§ **Records supplied**:
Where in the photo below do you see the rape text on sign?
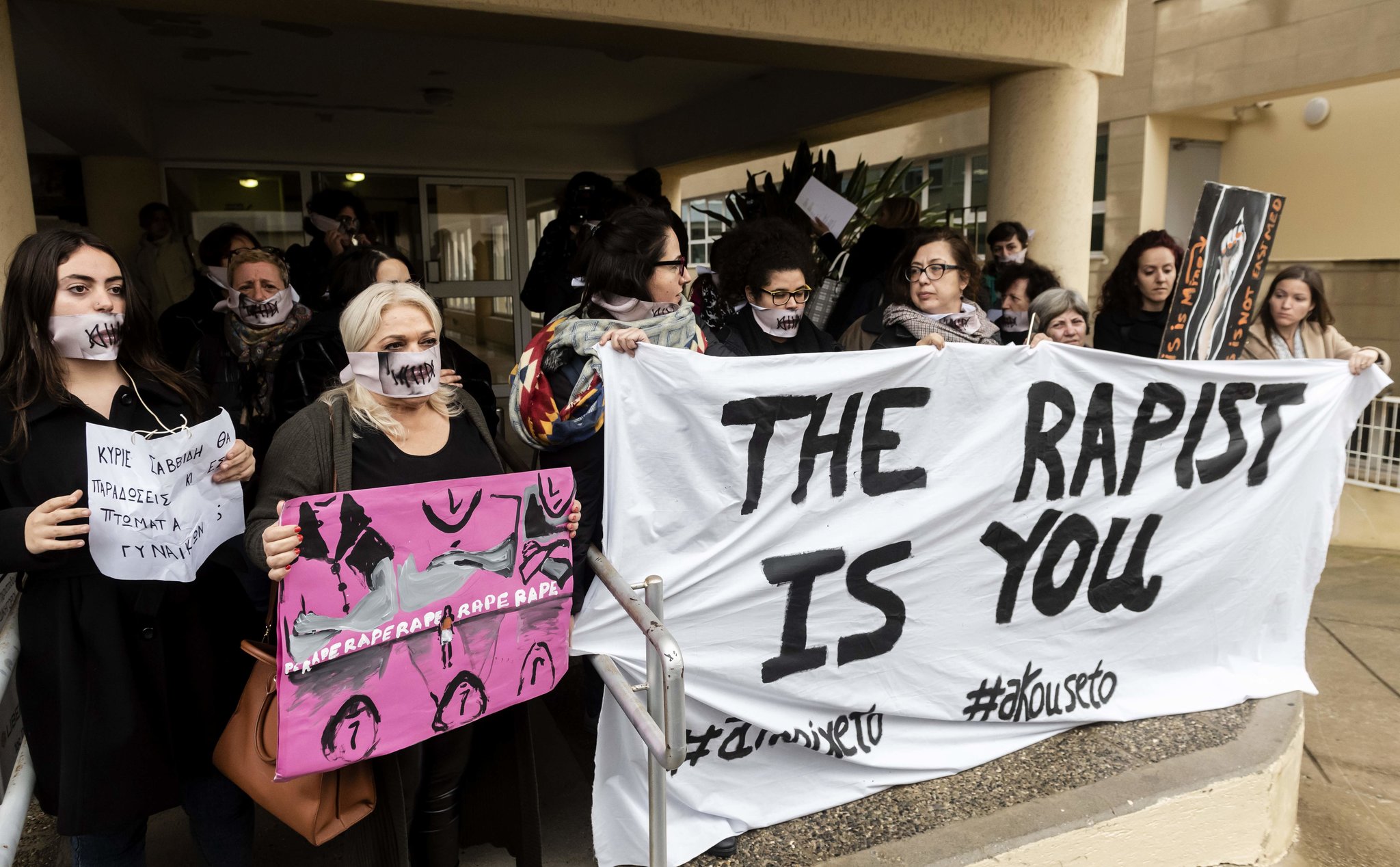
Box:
[573,345,1384,866]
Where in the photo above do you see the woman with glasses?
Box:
[714,217,840,356]
[509,206,708,611]
[195,247,311,454]
[871,227,1001,349]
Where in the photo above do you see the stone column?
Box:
[987,68,1099,293]
[0,0,33,293]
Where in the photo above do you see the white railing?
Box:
[0,574,33,867]
[1347,398,1400,493]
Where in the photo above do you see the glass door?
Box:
[418,178,524,397]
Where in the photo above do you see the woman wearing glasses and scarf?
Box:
[871,228,1001,349]
[193,247,311,454]
[716,217,840,356]
[509,206,708,611]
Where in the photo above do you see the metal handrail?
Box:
[588,546,686,867]
[0,576,33,867]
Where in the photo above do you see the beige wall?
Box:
[0,0,33,293]
[675,100,988,204]
[1148,0,1400,116]
[83,157,164,262]
[1221,79,1400,259]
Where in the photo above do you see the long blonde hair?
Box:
[321,283,463,440]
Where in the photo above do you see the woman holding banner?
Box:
[0,230,254,867]
[1030,289,1089,346]
[245,283,578,867]
[871,227,1001,349]
[1242,265,1390,375]
[1093,228,1185,358]
[509,206,705,612]
[714,217,840,356]
[193,247,311,454]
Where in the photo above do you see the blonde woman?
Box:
[245,283,578,867]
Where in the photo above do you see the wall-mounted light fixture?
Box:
[1304,96,1332,126]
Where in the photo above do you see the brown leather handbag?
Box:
[214,641,375,846]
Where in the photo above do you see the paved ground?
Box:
[17,548,1400,867]
[1284,548,1400,867]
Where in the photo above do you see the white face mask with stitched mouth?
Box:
[340,346,442,398]
[49,314,126,362]
[593,291,680,322]
[749,301,803,338]
[214,286,301,328]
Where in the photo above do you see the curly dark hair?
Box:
[1099,228,1186,314]
[997,259,1060,301]
[711,217,816,304]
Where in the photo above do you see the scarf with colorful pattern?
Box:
[509,301,705,451]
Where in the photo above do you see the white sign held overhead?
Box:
[573,343,1388,867]
[87,410,243,581]
[796,178,855,238]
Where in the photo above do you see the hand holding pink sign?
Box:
[278,469,576,779]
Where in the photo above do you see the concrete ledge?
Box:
[696,693,1302,867]
[826,693,1304,867]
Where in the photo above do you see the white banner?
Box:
[573,345,1388,867]
[87,410,243,581]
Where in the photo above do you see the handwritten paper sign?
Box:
[87,410,243,581]
[796,178,855,238]
[275,469,574,779]
[571,343,1388,867]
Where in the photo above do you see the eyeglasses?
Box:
[651,256,689,274]
[904,262,967,283]
[759,284,812,307]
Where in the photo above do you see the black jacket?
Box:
[826,226,913,338]
[0,370,255,835]
[1093,307,1168,358]
[157,273,224,370]
[521,220,576,322]
[286,235,334,310]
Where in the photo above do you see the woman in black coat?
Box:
[1093,228,1185,358]
[0,230,254,867]
[707,217,840,356]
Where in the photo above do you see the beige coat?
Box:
[1241,322,1390,373]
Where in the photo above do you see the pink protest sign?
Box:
[278,469,574,779]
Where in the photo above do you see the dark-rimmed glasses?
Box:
[904,262,967,283]
[651,256,689,274]
[759,283,812,307]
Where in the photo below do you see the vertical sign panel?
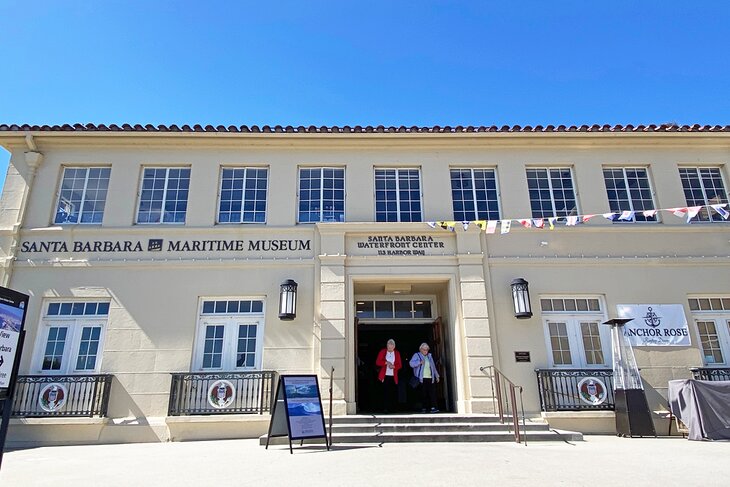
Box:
[0,287,28,399]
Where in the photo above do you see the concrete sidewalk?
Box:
[0,436,730,487]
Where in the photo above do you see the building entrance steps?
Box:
[259,414,583,445]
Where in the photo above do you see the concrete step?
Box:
[259,430,583,445]
[325,413,506,424]
[332,423,550,434]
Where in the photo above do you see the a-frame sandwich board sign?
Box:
[266,375,330,454]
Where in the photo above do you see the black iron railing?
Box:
[535,369,615,411]
[479,365,527,446]
[690,367,730,381]
[11,374,114,418]
[168,371,277,416]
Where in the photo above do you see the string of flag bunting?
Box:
[426,203,730,235]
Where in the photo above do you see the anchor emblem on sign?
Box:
[644,306,662,328]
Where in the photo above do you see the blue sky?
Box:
[0,0,730,188]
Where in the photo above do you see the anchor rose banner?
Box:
[616,304,691,347]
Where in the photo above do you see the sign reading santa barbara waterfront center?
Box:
[616,304,691,347]
[0,287,28,399]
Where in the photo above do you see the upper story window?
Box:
[218,167,269,223]
[679,167,728,222]
[375,169,422,222]
[527,167,578,218]
[53,167,111,224]
[298,167,345,223]
[38,301,109,374]
[603,167,657,223]
[137,167,190,223]
[451,169,499,221]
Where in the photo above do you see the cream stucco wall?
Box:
[0,133,730,439]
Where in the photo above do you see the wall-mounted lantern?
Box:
[510,277,532,319]
[279,279,297,321]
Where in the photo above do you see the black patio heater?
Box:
[603,318,656,438]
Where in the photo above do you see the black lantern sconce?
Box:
[279,279,297,321]
[510,277,532,319]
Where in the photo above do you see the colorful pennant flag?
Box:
[499,220,512,235]
[426,203,730,234]
[710,203,730,220]
[687,206,702,223]
[618,210,636,222]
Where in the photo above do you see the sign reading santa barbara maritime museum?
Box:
[616,304,691,347]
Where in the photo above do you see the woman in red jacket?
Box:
[375,338,402,413]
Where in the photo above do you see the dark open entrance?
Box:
[355,319,451,414]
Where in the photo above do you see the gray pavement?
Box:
[0,436,730,487]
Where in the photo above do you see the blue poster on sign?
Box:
[281,375,326,440]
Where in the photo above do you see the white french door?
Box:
[695,316,730,367]
[544,315,611,369]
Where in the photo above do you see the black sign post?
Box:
[266,375,330,454]
[0,287,28,467]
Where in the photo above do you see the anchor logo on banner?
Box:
[644,306,662,328]
[208,380,236,409]
[38,383,68,413]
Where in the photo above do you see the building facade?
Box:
[0,125,730,444]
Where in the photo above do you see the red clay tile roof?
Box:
[0,123,730,134]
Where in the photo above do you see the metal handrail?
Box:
[329,367,335,447]
[479,365,527,446]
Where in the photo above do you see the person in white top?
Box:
[409,343,441,413]
[375,338,402,413]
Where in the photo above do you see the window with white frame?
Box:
[137,167,190,223]
[193,298,264,371]
[53,167,111,225]
[297,167,345,223]
[37,301,109,374]
[603,167,657,223]
[451,168,499,221]
[689,296,730,366]
[375,169,422,222]
[679,167,728,222]
[527,167,578,218]
[540,297,611,368]
[218,167,269,223]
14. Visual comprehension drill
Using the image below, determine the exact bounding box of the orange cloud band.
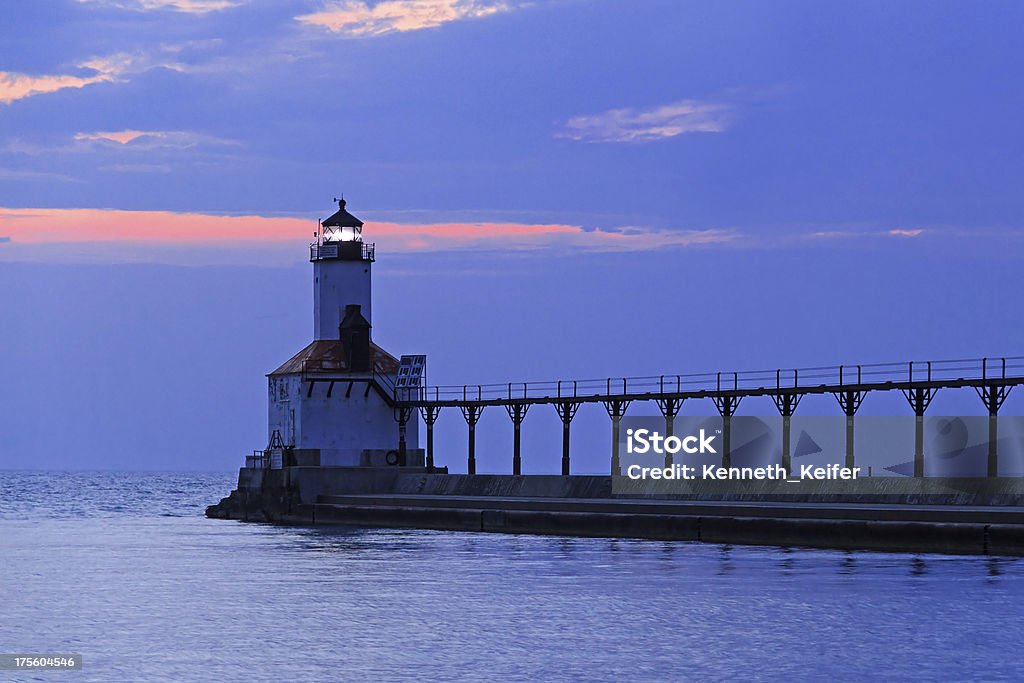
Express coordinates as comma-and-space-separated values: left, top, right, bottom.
0, 208, 733, 252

§ **Objective**: Reproduce the records from the first line through the line containing "[1284,548,1400,867]", substituting "Region" for every "Box" and leaving everything else unchanged. Omit the pictures.

§ **Solution to the exercise**:
Where in the photo below do you see the rape text on sign?
Region:
[573,345,1384,866]
Where in the photo above do you see the woman with glasses?
Region:
[714,217,840,356]
[509,206,708,611]
[195,247,311,454]
[871,227,1001,349]
Where in the photo above do you see the stone column?
Region:
[987,68,1099,293]
[0,0,33,293]
Where in the photo above do you see the white railing?
Region:
[0,574,33,867]
[1347,398,1400,493]
Where in the photo above do you see the glass door?
Region:
[418,178,524,397]
Where in the photo above do you see the woman wearing glasses and scarf?
Region:
[871,228,1001,349]
[193,247,311,454]
[716,217,840,356]
[509,206,708,611]
Where in the photo above do you see the metal handrail?
Region:
[588,546,686,867]
[0,576,33,867]
Where in the photo above do you see the beige wall?
Region:
[0,0,33,293]
[675,100,988,204]
[1148,0,1400,116]
[83,157,164,262]
[1221,79,1400,259]
Where in the photo above do you see the long blonde hair?
Region:
[321,283,463,440]
Where in the photo above do you see the woman holding banner?
Region:
[0,230,254,867]
[1030,289,1089,346]
[245,283,578,867]
[871,227,1001,349]
[1242,265,1390,375]
[1093,228,1185,358]
[509,206,705,612]
[714,217,840,356]
[193,247,311,454]
Where in the photo above do you see the blonde woman?
Region:
[245,283,578,867]
Where in the photo above do you see the wall-mounted light fixture?
Region:
[1304,96,1332,126]
Where in the photo above do you see the brown leather handbag?
Region:
[214,641,375,846]
Where in the photo above do you see the paved ground?
Region:
[17,548,1400,867]
[1284,548,1400,867]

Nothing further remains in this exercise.